Work order: Read through the data, and wherever a line holds the word "green", write that line out.

Data for review:
================================

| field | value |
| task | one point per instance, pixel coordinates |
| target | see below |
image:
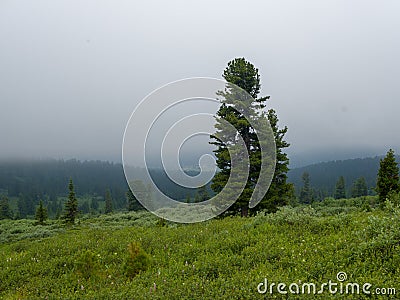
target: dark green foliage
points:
(137, 261)
(71, 206)
(340, 190)
(108, 202)
(306, 193)
(243, 74)
(5, 211)
(359, 188)
(388, 176)
(94, 204)
(280, 192)
(41, 214)
(324, 175)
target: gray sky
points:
(71, 72)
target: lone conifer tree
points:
(359, 188)
(41, 214)
(108, 202)
(71, 206)
(5, 212)
(340, 190)
(306, 194)
(244, 75)
(388, 176)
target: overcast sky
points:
(71, 72)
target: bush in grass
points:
(87, 264)
(137, 261)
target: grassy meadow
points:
(138, 256)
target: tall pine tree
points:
(244, 75)
(306, 193)
(108, 202)
(41, 214)
(5, 211)
(340, 189)
(388, 176)
(71, 206)
(359, 188)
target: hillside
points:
(323, 176)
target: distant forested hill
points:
(323, 176)
(50, 177)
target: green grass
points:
(218, 259)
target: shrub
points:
(87, 264)
(137, 261)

================================

Solution below:
target: dark green foliage
target: green grass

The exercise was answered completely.